Data for this task
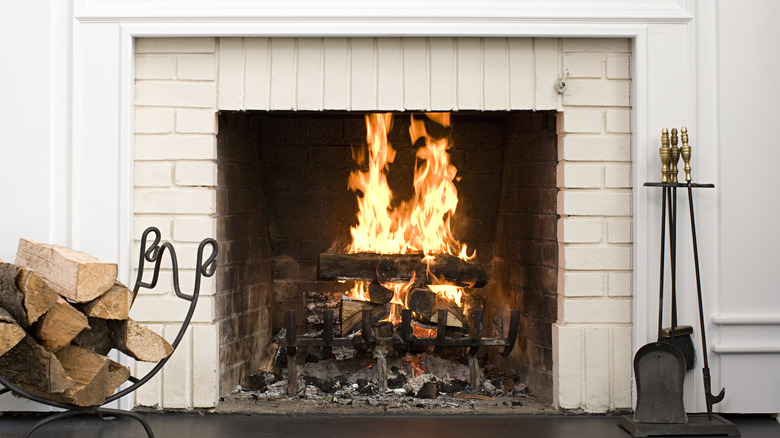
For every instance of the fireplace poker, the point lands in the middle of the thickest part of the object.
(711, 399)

...

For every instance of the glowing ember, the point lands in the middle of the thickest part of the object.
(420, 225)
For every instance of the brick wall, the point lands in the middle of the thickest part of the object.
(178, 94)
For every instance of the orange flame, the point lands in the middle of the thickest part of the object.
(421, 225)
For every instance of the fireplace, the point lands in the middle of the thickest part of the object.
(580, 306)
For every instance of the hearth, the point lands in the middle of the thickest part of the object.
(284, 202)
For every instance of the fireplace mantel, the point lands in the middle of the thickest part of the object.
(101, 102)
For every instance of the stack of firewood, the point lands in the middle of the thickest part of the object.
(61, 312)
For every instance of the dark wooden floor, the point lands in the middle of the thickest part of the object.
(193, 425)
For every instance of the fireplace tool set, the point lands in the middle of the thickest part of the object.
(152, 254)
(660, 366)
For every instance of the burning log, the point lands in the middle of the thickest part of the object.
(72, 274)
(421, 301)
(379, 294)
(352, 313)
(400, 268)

The request
Collect every line of the items above that contains the string "fireplace", and copy each one in full.

Complete response
For every instance of the fireplace poker, the point lands in the middle of the thickest part of the object.
For every instance of the fireplace, the point lands in the middle of the thickest part of the object.
For every instance of the fireplace mantel, the point lands in the middle of the thickest part of the object.
For every instance of the fireplace tool set, the point lands in the middle of the thickest part of the object.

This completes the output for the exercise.